■ YOUR TASK
Write the next part of the reviewer exchange about the precuneus study, starting after its final sentence. Leave the listing aside.

This study is preregistered (https://osf.io/6pnqg). The preregistration states that the precuneus is a hypothesized area of interest, so this is not a post-hoc hypothesis. Our hypothesis was informed by multiple prior studies implicating the precuneus in the semantic representation of animates (e.g., people, animals) (Fairhall & Caramazza, 2013a, 2013b; Fairhall et al., 2014; Peer et al., 2015; Wang et al., 2016; Silson et al., 2019; Rabini, Ubaldi, & Fairhall, 2021; Deen & Freiwald, 2022; Aglinskas & Fairhall, 2023; Hauptman, Elli, et al., 2025). We also conducted a pilot experiment with separate participants prior to pre-registering the study. We now clarify our rationale for focusing on the precuneus in the Introduction:
“Illness affects living things (e.g., people and animals) rather than inanimate objects (e.g., rocks, machines, houses). Thinking about living things (animates) as opposed to non-living things (inanimate objects/places) recruits partially distinct neural systems (e.g., Warrington & Shallice, 1984; Hillis & Caramazza, 1991; Caramazza & Shelton, 1998; Farah & Rabinowitz, 2003). The precuneus (PC) is part of the ‘animacy’ semantic network and responds preferentially to living things (i.e., people and animals), whether presented as images or words (Devlin et al., 2002; Fairhall & Caramazza, 2013a, 2013b; Fairhall et al., 2014; Peer et al., 2015; Wang et al., 2016; Silson et al., 2019; Rabini, Ubaldi, & Fairhall, 2021; Deen & Freiwald, 2022; Aglinskas & Fairhall, 2023; Hauptman, Elli, et al., 2025). By contrast, parts of the visual system (e.g., fusiform face area) that respond preferentially to animates do so primarily for images (Kanwisher et al., 1997; Grill-Spector et al., 2004; Noppeney et al., 2006; Mahon et al., 2009; Konkle & Caramazza, 2013; Connolly et al., 2016; see Bi et al., 2016 for a review). We hypothesized that the PC represents causal knowledge relevant to animates and tested the prediction that it would be activated during implicit causal inferences about illness, which rely on such knowledge (preregistration: https://osf.io/6pnqg).”
(3) The choice of an orthogonal 'magic detection' task has three problematic consequences in this study:
(a) It differs in nature from the 'mentalizing' task that consists of evaluating a character's beliefs explicitly from the corresponding story, which complicates the study of the relation between both tasks. While the authors do not compare both tasks directly, it is unclear to what extent this intrinsic difference between implicit versus explicit judgments of people's body versus mental states could influence the results.

■ SOURCE DATA
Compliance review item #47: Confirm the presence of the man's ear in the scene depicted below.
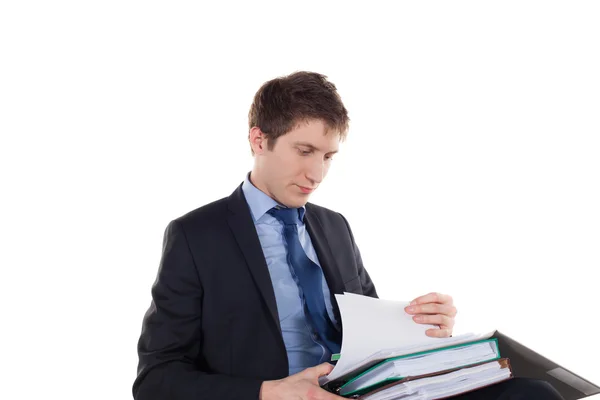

■ TASK ANSWER
(b) The extent to which the failure to find shared neural machinery between both types of inferences (illness and mechanical) can be attributed to the implicit character of the task is not clear.
(c) The introduction of a category of non-interest that contains only 36 trials compared to 38 trials for all four categories of interest creates a design imbalance.
We disagree with the reviewer’s argument that our use of an implicit “magic detection” task is problematic. Indeed, we think it is one of the advances of the current study over prior work.
a) Prior work has shown that implicit mentalizing tasks (e.g., naturalistic movie watching) engages the theory of mind network, suggesting that the implicit/explicit nature of the task does not drive the activation of this network (Jacoby et al., 2016; Richardson et al., 2018). With these data in mind, it is unlikely that the implicit/explicit nature of the causal inference and theory of mind tasks in the present experiment can explain observed differences between them.
b) Explicit causal inferences introduce a collection of executive processes that potentially confound the results and make it difficult to know whether neural signatures are related to causal inference per se. The current study focuses on the neural basis of implicit causal inference, a type of inference that is made routinely during language comprehension. We do not claim to find neural signatures of all causal inferences, we do not think any study could claim to do so because causal inferences are a highly varied class.
c) Our findings do not exclude the possibility that content-invariant responses are elicited during explicit causality judgments. We clarify this point in the Results (e.g., “These results leave open the possibility that domain-general systems support the explicit search for causal connections”) and Discussion (e.g., “The discovery of novel causal relationships (e.g., ‘blicket detectors’; Gopnik et al., 2001) and the identification of complex causes, even in the case of illness, may depend in part on domain-general neural mechanisms”).
d) Because the magic trials are excluded from our analyses, it is unclear how the imbalance in the number of magic trials could influence the results and our interpretation of them. We note that the number of catch trials in standard target detection paradigms are sometimes much lower than the number of target trials in each condition (e.g., Pallier et al., 2011).
(4) Another imbalance is present in the design of this study: the number of trials per category is not the same in each run of the main task. This imbalance does not seem to be accounted for in the 1st-level GLM and renders a bit problematic the subsequent use of MVPA.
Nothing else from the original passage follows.